§ Task list
**a)** In the post about overnight hospital call, after how long on rounds does the routine kick in so that being still awake seems normal?
**b)** The post about overnight hospital call says that Q3 call makes the month go fast. Explain why, using the reasons the post gives.

§ Document extract
# # # #
Another call night is over. Overnight call really isn’t that bad. There are only a few parts that are nearly unbearable: The ER calling two minutes after you lie down, to ask you to see a patient whose chief complaint you’d noticed in the computer hours earlier, and have been asking repeatedly whether they’re sure they really wouldn’t like you to consult. They keep saying no, it doesn’t seem surgical, we’ll handle it; and the minute you finish every other piece of work in the house, and finally get up to the call room, then they call. Or the nurses, who seem to have arranged to save all their concerns all night for that moment when I’ve calculated that if I start right now, I can maximize the last fifteen minutes’ nap, and still get all the scutwork done before rounds. But instead I have to run around and take care of all the low urine outputs, uncontrolled pain, inconsolable parents, and dangerous vital signs which somehow weren’t worth calling about (or mentioning, when asked if there were any problems) till right before rounds. That’s when I lose it completely – internally; externally I think I’m just moderately grumpy, but mostly polite still.

Those moments, and then that one hour of rounds, when a night without sleep adds up to make every single statement by anyone so gratingly annoying that it’s all I can do to keep from screaming. After about one hour, the routine kicks in, and being still awake seems normal. For that hour, I try not to talk, and people just assume I’m tired. . . I guess I am, but I perceive it as frustration, not tiredness.

And after all, it’s not so bad. I met a lot of nice families, and even more nice children with hopelessly irresponsible parents. I got to cuddle with a neglected baby (neglected by its parents, not the nurses). I got to explore most of the possible variations on “right lower quadrant pain, not appendicitis.” (And also work on my ability to make diagnostic/therapeutic decisions regardless of my personal desire to do another appendectomy. Don’t worry, the senior levels did not want to do a case, and their judgment was better than mine.)

Q3 call makes the month go fast. The days run into each other. I only have to wake up and drive in to work once, and it makes two days go by.
# # # #
§ Supplied entries
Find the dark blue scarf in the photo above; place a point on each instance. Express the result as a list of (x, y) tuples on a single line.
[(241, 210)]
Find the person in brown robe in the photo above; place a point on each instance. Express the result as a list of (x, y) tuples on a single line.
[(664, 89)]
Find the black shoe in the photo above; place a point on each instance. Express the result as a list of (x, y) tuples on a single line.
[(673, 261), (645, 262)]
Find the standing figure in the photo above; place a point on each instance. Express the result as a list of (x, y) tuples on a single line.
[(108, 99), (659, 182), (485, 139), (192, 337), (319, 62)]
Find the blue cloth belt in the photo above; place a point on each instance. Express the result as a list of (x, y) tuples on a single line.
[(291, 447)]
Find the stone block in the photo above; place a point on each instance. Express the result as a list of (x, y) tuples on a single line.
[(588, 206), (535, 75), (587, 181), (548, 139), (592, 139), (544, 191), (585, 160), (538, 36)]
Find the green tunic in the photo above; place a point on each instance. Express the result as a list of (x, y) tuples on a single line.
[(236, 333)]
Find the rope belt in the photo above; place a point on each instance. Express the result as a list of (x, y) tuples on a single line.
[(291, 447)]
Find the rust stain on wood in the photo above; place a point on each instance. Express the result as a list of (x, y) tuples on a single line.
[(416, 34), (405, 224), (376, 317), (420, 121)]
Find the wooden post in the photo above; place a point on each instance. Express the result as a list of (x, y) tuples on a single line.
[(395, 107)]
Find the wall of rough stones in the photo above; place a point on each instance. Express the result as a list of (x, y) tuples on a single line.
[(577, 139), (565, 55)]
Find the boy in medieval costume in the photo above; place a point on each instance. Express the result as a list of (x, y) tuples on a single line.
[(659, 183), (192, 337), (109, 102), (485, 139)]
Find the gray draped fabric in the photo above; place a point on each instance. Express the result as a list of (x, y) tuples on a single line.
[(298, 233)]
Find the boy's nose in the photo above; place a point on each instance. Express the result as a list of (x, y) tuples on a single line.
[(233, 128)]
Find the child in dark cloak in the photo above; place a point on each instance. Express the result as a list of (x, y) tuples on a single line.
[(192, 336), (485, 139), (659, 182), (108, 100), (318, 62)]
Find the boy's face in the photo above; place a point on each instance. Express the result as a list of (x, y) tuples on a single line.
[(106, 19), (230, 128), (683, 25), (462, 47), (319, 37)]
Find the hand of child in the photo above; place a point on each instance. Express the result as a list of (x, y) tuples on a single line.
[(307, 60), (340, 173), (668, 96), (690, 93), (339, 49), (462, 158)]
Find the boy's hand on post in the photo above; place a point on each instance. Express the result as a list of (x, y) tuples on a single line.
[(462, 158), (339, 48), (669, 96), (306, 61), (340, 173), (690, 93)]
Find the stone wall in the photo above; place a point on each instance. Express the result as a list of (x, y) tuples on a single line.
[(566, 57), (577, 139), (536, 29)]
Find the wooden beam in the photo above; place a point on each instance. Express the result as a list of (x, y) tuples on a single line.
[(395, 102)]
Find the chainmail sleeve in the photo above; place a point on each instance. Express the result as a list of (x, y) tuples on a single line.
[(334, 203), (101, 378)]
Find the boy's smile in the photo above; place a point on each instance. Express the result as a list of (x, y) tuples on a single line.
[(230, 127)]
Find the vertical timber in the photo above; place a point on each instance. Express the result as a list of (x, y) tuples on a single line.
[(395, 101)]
# # # #
§ Task results
**a)** After about one hour.

**b)** With Q3 call, the days run into each other. The writer only has to wake up and drive in to work once, and that covers two days.